> **Texto original**:
<<<<

Como en la aventura de Jephson con la piedra africana, que es tanto una belleza como una amenaza, Doyle suele asociar el peligro gótico con las culturas colonizadas de Sudamérica, África o Asia, reflejando las inquietudes del imperio británico. La Mano Parda (1899) lo demuestra, con un cirujano acosado por un fantasma oriental, conectando con temas de El Signo de los Cuatro. Aun así, nadie puede estar tranquilo: en cuentos como El Espanto de la Cueva de Juan Azul (1910), Doyle insinúa que los monstruos también están cerca, en el tranquilo campo inglés.

Los cuentos sueltos de Doyle más impresionantes son los que se parecen más a casos de Holmes, con una lógica más clara, pero sin investigaciones ni finales felices, llenos de personajes intrigantes y amorales. Se especializa en casos de venganza pasional, al estilo de la «sensation fiction» («narrativa sensacionalista») victoriana, que combina entornos domésticos con secretos criminales y/o exóticos, acuchillando las costumbres victorianas desde dentro. Los mejores ejemplos son cuentos posteriores al nacimiento de Holmes, como El Caso de Lady Sannox (1893) o La Catacumba Nueva (1898), donde las tramas nos enganchan con giros lógicos pero sorpresivos, sin olvidar un potencial misterio gótico, a través de un desconocido veneno oriental o catacumbas escalofriantes.

>>>>

> **Tarea 1**:
Responde según el texto sobre los cuentos de Doyle:
(a) ¿De qué año es La Mano Parda?
(b) ¿Quién es acosado por un fantasma oriental en ese cuento?
(c) ¿De qué año es La Catacumba Nueva?
> **Tarea 2**: Anota todos los títulos de cuentos que el texto sobre Doyle acompaña con un año entre paréntesis, junto con ese año.
> **Tarea 3**: Copia el fragmento del texto sobre Doyle que va de «Como en la aventura» a «tranquilo campo inglés.», pero cambia «cirujano» por «médico».

(Entradas guardadas)

<<<<

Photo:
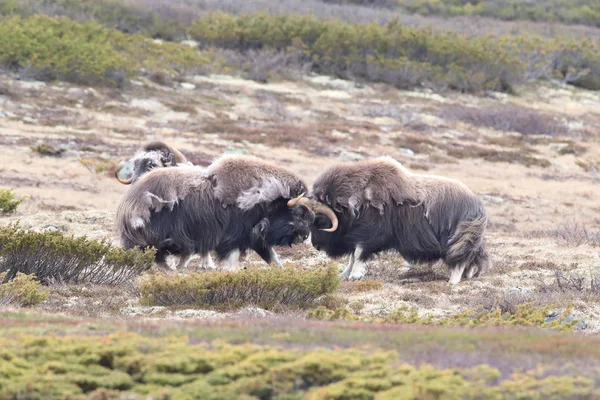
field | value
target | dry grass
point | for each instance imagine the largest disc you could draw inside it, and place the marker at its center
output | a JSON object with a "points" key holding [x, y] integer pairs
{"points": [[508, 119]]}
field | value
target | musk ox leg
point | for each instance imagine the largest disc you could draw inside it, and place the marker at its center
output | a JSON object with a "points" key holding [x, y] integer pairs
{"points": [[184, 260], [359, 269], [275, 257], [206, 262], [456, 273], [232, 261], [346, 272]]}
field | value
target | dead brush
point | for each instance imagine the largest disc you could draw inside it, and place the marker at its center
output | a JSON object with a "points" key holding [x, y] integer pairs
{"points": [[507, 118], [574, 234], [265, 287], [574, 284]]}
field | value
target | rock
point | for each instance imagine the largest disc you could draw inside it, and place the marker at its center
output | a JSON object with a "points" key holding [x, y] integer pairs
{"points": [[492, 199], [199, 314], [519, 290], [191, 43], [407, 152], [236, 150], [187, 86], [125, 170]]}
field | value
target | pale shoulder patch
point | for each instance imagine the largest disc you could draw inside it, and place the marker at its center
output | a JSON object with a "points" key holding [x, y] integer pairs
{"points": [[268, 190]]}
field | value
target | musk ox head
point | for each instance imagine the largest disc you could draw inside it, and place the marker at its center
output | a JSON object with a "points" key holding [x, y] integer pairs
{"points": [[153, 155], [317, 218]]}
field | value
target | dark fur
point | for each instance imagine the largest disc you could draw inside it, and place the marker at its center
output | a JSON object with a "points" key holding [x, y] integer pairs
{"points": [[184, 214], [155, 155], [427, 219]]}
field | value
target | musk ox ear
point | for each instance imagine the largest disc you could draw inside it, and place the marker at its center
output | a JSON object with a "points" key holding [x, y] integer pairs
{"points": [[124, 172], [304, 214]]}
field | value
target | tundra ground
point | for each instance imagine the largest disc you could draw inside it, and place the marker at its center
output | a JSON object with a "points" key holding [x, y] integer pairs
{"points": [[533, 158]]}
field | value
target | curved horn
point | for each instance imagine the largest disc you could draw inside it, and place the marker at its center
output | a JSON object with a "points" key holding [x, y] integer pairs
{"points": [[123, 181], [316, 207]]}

>>>>
<<<<

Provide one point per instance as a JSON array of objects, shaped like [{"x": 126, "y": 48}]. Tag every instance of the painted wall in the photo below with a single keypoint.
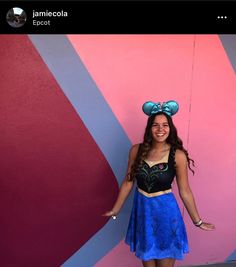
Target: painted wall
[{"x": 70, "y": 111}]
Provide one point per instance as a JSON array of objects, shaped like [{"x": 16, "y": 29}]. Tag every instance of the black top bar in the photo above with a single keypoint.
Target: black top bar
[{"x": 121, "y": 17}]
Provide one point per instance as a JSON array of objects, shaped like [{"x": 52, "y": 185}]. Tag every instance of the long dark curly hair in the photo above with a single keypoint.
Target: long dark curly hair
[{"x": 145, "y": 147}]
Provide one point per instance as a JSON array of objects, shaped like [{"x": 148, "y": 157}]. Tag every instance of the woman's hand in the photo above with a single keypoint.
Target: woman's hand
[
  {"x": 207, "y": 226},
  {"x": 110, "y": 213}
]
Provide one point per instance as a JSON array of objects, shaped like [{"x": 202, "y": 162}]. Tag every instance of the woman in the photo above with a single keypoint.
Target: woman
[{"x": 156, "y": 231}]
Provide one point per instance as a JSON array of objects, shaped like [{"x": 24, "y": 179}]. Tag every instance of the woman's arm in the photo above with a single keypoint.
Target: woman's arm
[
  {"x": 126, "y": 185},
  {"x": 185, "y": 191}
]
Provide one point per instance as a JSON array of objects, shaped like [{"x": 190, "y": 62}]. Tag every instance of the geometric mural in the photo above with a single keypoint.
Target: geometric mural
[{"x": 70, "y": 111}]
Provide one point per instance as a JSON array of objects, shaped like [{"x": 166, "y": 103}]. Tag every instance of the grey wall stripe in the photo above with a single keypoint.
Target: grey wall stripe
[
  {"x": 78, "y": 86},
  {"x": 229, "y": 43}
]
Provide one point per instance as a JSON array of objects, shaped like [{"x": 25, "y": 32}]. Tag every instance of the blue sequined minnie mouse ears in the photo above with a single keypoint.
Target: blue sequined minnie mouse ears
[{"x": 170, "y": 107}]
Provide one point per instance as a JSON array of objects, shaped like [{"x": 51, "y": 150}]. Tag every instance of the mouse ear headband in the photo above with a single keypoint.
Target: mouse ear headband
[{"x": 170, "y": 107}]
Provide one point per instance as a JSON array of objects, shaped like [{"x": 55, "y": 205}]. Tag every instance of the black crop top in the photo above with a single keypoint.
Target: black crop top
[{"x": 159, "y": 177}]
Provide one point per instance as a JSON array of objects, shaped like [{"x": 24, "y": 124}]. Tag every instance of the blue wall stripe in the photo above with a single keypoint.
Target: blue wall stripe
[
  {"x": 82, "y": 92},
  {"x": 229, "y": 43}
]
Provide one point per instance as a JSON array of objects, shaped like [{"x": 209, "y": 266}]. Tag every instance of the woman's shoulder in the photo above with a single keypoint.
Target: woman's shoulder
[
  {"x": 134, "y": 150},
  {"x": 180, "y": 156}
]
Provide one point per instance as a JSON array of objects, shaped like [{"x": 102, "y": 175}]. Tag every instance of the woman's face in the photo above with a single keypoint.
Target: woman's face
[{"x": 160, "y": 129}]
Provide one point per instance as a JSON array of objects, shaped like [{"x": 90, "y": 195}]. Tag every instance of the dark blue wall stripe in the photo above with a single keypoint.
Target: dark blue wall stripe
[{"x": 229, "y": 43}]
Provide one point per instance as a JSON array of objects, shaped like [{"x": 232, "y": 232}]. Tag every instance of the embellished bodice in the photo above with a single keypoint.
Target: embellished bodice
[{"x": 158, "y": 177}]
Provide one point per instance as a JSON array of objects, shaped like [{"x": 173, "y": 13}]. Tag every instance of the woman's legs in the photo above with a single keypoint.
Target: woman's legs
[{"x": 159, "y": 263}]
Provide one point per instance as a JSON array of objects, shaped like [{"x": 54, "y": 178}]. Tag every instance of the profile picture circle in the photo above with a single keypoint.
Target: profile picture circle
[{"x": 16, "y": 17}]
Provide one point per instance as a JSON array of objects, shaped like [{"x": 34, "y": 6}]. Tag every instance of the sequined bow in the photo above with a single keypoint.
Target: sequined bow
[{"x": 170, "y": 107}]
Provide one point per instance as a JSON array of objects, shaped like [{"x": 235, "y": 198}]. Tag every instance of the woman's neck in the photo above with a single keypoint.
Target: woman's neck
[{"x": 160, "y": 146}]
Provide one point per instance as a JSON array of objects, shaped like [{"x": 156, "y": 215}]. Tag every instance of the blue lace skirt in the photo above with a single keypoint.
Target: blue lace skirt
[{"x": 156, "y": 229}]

>>>>
<<<<

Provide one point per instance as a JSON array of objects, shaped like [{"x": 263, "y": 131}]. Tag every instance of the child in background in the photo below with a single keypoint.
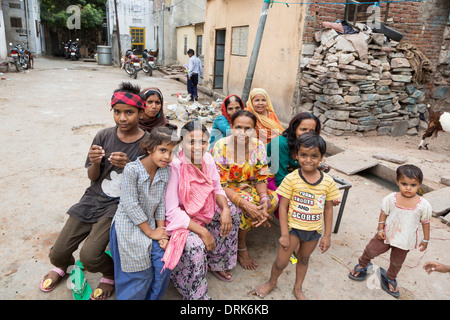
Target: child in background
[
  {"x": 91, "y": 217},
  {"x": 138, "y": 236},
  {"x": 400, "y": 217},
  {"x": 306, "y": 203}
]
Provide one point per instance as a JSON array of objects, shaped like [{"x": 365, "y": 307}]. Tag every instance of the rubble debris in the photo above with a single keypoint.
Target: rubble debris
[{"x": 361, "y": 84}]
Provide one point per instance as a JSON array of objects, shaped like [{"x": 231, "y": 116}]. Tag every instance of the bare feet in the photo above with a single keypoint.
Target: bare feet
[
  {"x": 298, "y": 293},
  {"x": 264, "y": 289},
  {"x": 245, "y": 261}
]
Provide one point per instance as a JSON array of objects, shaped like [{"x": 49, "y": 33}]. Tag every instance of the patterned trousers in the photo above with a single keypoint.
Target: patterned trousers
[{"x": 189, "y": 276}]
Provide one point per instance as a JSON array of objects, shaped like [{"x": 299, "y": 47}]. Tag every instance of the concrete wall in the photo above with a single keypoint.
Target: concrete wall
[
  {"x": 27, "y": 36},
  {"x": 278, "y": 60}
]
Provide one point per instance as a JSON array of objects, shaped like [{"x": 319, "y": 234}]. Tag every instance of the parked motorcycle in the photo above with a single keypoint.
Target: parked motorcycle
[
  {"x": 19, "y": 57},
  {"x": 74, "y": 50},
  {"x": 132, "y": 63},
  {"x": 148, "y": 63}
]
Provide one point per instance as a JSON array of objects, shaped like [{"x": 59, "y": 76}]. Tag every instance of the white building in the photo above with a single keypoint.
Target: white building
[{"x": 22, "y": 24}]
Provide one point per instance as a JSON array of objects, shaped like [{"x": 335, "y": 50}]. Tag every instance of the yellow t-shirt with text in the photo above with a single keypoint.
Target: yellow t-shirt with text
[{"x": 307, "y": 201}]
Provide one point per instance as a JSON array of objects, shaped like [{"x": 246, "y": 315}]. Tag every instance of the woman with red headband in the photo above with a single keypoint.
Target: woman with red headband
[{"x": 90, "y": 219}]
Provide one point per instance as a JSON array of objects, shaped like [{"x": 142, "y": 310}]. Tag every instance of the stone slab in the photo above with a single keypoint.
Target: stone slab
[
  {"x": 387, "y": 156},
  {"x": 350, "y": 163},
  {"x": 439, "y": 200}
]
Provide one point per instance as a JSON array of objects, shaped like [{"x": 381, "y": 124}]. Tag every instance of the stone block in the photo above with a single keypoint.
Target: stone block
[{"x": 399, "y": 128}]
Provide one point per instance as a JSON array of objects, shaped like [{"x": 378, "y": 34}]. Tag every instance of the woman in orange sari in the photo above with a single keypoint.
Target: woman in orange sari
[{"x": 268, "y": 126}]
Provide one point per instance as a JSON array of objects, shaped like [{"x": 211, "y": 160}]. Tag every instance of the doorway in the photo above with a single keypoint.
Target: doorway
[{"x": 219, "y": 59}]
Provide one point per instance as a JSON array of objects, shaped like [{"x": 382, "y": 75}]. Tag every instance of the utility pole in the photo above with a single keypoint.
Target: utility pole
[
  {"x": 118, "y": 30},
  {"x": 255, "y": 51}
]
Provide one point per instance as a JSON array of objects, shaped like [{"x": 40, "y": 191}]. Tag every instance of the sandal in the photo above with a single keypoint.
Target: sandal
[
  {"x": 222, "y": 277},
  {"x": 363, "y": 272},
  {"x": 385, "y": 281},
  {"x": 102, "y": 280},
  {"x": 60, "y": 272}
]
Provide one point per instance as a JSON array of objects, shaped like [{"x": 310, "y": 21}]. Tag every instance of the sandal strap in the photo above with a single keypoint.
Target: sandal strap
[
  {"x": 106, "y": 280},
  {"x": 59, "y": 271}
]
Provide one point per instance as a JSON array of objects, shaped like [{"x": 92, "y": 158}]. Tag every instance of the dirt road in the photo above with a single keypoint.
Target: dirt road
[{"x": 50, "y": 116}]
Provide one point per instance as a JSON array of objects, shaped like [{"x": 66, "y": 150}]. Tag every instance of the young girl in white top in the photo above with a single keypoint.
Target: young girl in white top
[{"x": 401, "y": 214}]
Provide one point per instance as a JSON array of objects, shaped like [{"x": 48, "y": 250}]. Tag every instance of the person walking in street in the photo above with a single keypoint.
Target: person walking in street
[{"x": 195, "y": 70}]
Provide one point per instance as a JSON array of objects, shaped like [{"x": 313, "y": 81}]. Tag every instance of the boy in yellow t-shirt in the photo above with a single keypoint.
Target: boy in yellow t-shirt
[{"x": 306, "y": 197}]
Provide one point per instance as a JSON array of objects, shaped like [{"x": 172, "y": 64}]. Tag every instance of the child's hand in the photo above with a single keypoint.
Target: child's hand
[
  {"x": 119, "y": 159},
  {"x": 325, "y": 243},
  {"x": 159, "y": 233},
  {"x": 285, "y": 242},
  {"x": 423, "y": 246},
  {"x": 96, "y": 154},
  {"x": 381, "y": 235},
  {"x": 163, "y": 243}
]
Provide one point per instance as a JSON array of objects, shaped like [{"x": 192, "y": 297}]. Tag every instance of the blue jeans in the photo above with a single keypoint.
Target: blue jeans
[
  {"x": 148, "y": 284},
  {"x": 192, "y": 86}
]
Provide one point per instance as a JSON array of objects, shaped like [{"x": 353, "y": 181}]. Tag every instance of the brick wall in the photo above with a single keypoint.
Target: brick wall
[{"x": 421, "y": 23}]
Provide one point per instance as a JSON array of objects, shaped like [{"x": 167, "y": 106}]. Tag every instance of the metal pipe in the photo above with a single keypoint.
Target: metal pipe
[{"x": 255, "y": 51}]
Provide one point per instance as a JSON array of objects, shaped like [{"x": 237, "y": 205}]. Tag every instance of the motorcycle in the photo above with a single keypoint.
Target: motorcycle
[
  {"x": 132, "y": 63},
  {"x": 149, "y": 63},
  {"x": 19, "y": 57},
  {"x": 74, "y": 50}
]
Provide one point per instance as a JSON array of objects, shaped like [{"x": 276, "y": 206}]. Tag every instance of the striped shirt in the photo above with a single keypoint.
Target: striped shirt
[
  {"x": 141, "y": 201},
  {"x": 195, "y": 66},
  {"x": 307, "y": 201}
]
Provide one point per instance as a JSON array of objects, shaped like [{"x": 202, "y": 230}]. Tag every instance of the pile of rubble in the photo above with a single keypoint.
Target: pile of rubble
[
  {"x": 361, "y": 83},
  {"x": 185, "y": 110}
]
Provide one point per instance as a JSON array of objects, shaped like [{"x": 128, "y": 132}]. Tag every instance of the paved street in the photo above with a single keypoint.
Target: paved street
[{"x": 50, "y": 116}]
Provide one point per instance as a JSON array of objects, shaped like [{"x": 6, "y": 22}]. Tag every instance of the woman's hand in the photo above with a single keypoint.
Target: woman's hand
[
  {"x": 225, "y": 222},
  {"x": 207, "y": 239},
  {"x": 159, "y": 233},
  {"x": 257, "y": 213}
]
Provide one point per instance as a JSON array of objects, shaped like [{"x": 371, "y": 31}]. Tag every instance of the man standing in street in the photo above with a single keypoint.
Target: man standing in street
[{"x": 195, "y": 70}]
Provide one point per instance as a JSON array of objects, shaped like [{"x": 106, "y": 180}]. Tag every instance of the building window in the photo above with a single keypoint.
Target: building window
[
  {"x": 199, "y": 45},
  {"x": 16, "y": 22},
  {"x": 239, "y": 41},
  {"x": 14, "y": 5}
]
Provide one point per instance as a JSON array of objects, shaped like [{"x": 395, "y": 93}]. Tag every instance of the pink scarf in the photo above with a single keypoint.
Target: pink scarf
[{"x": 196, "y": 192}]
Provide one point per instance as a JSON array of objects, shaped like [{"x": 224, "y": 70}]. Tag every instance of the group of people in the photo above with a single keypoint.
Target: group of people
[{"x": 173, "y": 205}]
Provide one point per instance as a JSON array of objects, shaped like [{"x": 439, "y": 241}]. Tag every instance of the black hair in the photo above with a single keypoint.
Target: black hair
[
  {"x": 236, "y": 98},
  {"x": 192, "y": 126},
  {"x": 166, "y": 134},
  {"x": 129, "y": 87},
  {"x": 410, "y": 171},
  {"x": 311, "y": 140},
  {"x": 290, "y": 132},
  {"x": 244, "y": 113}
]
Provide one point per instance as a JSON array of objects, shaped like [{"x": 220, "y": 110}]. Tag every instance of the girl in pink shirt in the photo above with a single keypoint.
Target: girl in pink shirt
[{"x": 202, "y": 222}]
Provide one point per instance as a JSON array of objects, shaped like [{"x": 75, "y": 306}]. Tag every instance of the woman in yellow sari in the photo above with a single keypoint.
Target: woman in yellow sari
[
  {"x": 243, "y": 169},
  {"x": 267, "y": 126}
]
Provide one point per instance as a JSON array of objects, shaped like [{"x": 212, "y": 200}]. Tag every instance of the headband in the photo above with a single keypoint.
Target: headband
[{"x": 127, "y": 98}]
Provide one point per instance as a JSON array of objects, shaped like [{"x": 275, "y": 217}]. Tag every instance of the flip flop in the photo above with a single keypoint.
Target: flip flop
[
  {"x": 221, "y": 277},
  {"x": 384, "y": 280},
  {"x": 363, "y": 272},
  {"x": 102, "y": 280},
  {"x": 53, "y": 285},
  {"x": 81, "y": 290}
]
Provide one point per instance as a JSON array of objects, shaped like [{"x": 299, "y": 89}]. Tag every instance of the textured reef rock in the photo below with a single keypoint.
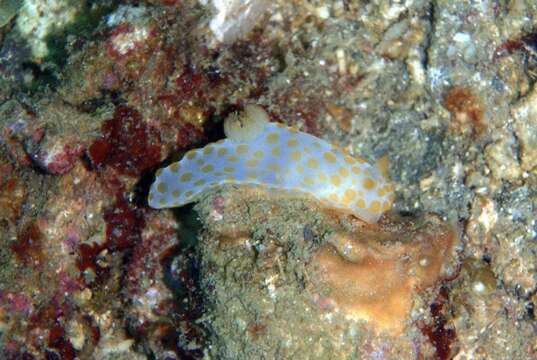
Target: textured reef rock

>>>>

> **Respuesta 1**:
(a) De 1899.
(b) Un cirujano.
(c) De 1898.

> **Respuesta 2**:
La Mano Parda (1899)
El Espanto de la Cueva de Juan Azul (1910)
El Caso de Lady Sannox (1893)
La Catacumba Nueva (1898)

> **Respuesta 3**:
Como en la aventura de Jephson con la piedra africana, que es tanto una belleza como una amenaza, Doyle suele asociar el peligro gótico con las culturas colonizadas de Sudamérica, África o Asia, reflejando las inquietudes del imperio británico. La Mano Parda (1899) lo demuestra, con un médico acosado por un fantasma oriental, conectando con temas de El Signo de los Cuatro. Aun así, nadie puede estar tranquilo: en cuentos como El Espanto de la Cueva de Juan Azul (1910), Doyle insinúa que los monstruos también están cerca, en el tranquilo campo inglés.